**Work request**
For each entry that follows, write out an identical copy.

[Records from a dataset]
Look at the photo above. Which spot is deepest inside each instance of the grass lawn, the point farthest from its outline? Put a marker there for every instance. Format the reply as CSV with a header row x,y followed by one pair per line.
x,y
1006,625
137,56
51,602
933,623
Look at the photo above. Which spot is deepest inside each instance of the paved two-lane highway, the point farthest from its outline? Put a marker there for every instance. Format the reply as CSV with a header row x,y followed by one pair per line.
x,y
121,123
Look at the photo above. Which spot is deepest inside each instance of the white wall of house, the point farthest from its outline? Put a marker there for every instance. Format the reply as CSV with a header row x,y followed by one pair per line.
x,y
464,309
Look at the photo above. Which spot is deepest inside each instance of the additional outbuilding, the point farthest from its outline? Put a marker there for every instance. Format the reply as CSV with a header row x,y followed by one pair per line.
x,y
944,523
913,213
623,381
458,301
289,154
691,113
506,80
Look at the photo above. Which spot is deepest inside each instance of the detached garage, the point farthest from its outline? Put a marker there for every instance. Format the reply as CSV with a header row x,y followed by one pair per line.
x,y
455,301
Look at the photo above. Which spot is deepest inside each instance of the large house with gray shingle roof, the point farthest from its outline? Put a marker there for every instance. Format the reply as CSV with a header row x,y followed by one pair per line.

**Response**
Look at the photo above. Which spot is deepest inside each instance of the grass lawn, the point farthest from its outline? Put a marker there for every instance. Format the reply as CSV with a header row x,y followed by one pair per line.
x,y
1006,625
137,56
51,602
933,623
Look at the photo above. Which spot is deepest inside each instance of the paved two-lane highway, the point farthest from its outline? Put a marker there for every instance. Format the reply as CSV with a header row x,y followed by one pair per line.
x,y
121,123
Look at the photo above. Which spot is deepest inside each instance of the white wall of house, the point farthest from its outline? Put a marker there for every instance. Format the reply as CSV with a header row x,y followed by one pair per line.
x,y
464,309
Look at the photo above. Which spot is deepest inside each instance of the additional outbuilding, the point farthest from its outline? Put a marker there for every instance. Format the reply as CSV with a header row x,y followed by one pair per line.
x,y
944,523
913,213
623,381
458,301
289,154
691,113
506,80
Look at the photo above. Which spot is deepest inside each instance of the detached garage, the point farthest from its outline? Put a marker there for every instance. Format the reply as CSV with a header row x,y followed by one pair per line.
x,y
455,301
Look at the photo above. Which spot is deepest inside each instance of the large house with gray shingle roof, the point farthest from its outline? Put a marker there for every instance. Format the reply as CSV with a header row x,y followed by one pair per line.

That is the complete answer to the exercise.